▶ Формулировка задания 1
Ответьте на вопросы по письму о возвращении в СССР:
(а) На каком пароходе Е. М. Спиридонова выехала из Буэнос-Айреса?
(б) От какого учреждения получил стипендию Мигель Давила?
(в) Какого числа Е. М. Спиридонова отправилась из Парижа в Москву?
▶ Формулировка задания 2
Напишите продолжение письма о возвращении в СССР, начав сразу после последнего приведенного в нем предложения.

▶ Избранный отрывок
──────

Главная
Новости
Ссылки
Гостевая книга
Контакты
Семейная мозаика

Елизавета Михайловна Спиридонова: О ВОЗВРАЩЕНИИ В СССР

Глубокоуважаемый Григорий Федорович!

(...) Нам в Аргентине больше всего вреда делали те наши люди, которые уехав на Родину, потом вернулись и возвращаются в Аргентину. Арестовывая наших людей, товарищей Кривдина, Виниченко, Барвинского и других, аргентинские власти больше всего ставили нам в вину то, что нашей печатью мы способствовали репатриации.

(...) Я ехала сюда с радостью и открытым сердцем, чему я думаю, Вы верите, но, к сожалению, мои первые шаги по родной земле не были ни радостными, ни легкими. Конечно, я не поеду обратно, не побегу в аргентинское консульство, даже если будет решено меня за что-то покарать (но за что?), я отнесусь к этому как к обидной ошибке, маленькому пятнышку на светлом фоне советской жизни. Но делу репатриации такие ошибки все-таки не способствуют, и конечно не служат делу мира и дружбы между народами.

Когда человек едет домой в радостном возбуждении от предоставленной ему возможности ступить на родную землю, а его встречают мордой об стол, то, как бы ни были крепки его убеждения, этот холодный душ способен если не потушить, то во всяком случае убавить огонь его энтузиазма. Думаю, что вообще человеческий энтузиазм это тоже вид энергии, который, к сожалению, еще не научились использовать и часто его, как блестящий, но не нужный фейерверк, выпускают в воздух, в то время как при должном использовании он бы мог принести богатые плоды. Так и встреча в Бресте. На мои убеждения она ничуть не повлияла, но написать ликующей статьи о моем приезде на Родину и о чудесном майском празднике в Москве я не могу, слишком еще живо впечатление от допроса и обыска в Бресте.

Выехала я из Буэнос-Айреса 4-го апреля пароходом "Федерико С" до Генуи. Из Генуи, куда я прибыла 20 апреля, я отправилась в Париж, где находится муж моей дочери, художник Мигель Давила, получивший стипендию от аргентинской Академии искусства. (...)

В понедельник я была в советском консульстве в Париже и согласно их указаниям во вторник приобрела спальное место и в тот же день (вторник 24-го апреля) выехала в Москву прямым вагоном Париж-Москва. Нужно Вам сказать, что в Буэнос-Айресе я в ноябре жестоко разбила себе спину и шею, у меня были вывихнуты шейные позвонки, что и до сих пор дает себя знать. Этим и объясняется мое желание ехать с некоторыми удобствами и избежать пересадок.

──────

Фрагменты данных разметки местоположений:
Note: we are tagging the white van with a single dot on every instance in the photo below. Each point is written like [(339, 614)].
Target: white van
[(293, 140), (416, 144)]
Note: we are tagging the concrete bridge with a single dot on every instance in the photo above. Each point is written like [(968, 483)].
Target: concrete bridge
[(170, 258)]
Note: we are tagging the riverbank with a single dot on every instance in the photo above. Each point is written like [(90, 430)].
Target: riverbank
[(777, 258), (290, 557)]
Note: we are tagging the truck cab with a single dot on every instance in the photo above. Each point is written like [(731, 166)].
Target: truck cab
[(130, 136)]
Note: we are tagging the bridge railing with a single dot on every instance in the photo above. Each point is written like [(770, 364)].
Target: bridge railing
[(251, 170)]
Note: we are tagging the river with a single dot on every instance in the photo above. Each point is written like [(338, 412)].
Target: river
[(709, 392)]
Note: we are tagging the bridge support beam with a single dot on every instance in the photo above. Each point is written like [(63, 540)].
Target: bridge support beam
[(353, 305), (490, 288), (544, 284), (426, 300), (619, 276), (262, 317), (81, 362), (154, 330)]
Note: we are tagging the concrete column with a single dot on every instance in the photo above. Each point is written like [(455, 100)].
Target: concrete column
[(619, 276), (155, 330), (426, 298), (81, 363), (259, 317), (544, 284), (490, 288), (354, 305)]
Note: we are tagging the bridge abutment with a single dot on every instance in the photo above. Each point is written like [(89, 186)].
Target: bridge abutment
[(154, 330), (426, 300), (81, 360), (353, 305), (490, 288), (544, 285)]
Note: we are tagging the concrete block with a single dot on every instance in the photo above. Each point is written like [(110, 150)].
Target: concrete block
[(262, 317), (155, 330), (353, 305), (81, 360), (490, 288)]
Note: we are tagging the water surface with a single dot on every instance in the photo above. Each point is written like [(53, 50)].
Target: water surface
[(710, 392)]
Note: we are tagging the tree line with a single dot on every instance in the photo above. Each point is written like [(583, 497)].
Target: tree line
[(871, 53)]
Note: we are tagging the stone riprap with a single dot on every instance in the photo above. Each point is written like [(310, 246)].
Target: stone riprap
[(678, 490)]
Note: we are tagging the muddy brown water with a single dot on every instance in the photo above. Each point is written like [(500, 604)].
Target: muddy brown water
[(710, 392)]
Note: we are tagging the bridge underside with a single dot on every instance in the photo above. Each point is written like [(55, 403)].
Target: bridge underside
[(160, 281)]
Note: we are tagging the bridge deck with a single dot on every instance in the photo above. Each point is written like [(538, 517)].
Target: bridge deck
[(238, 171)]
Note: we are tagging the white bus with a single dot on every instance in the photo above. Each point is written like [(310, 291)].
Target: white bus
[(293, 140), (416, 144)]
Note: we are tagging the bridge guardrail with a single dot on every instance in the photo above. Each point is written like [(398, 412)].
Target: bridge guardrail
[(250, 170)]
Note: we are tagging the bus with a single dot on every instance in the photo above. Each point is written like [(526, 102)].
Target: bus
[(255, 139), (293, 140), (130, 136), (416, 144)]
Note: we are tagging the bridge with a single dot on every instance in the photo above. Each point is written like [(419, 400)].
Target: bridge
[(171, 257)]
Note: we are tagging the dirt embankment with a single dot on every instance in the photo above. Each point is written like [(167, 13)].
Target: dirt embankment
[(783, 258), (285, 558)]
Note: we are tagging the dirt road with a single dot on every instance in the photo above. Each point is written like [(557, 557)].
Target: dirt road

──────

▶ Ответ 1
(а) На пароходе «Федерико С».
(б) От аргентинской Академии искусства.
(в) 24 апреля, во вторник.

▶ Ответ 2
Ехала я в самом радостном и приподнятом настроении. В одном купе со мной ехала из Германии русская, жена немца, которая очень боялась, чтó будет на советской границе. Я всю дорогу рассказывала ей о моей чудесной поездке по СССР два года тому назад, о том что здесь царит свобода и бояться совершенно нечего. Увы, брестские власти опровергли ярко на практике все, что я ей говорила. В Бресте я предъявила свои документы и открыла для осмотра чемоданы. Было у меня два паспорта – аргентинский "но аргентино" и советский загранвид на жительство (…)

Радуясь приезду на советскую землю, я поспешила предъявить на границе оба паспорта, чтобы сдать аргентинский и ехать дальше по советскому. Это была моя ошибка. Вообще моя абсолютная честность и излишняя искренность сослужили мне на этот раз самую плохую службу. Я считала, что именно здесь в Советском Союзе можно уж ничего не прятать и быть искренней. Мне сказали, что ехать я дальше в этом вагоне не могу, должна сойти.

У меня было уплачено все до Москвы. Было час ночи. Темно. Вагон далеко стоял от перрона, а я плохо вижу. Я просила оставить меня в вагоне. Но нет. Конечно, я подчинилась. Ждали инспектора по репатриации Бородулина М.Т., наконец он пришел. Я его просила отпустить меня. Но нет. Он приказал мне выходить окончательно из поезда и взять мои вещи. Поезд уже готов был отправляться. Он приказал мне войти обратно в вагон и указать мои чемоданы. Я срочно складывала достанные вещи. Меня торопили… "Я не могу прыгать, – сказала я, – потому что я плохо вижу". Только тогда кто-то догадался подать мне руку. Милый наш проводник сунул мне в руки забытую кофточку. Пассажиры кричали: "Но почему, почему?" У моей спутницы лицо стало белее мела, а глаза округлились от ужаса.

С часу ночи до трех Бородулин водил меня по пустому и темному Брестскому вокзалу. В три ночи отправил "отдыхать" в комнату матери и ребенка. Спать, конечно, я уж не могла. Старалась успокоиться и убедить себя, что все происходящее странное и печальное недоразумение.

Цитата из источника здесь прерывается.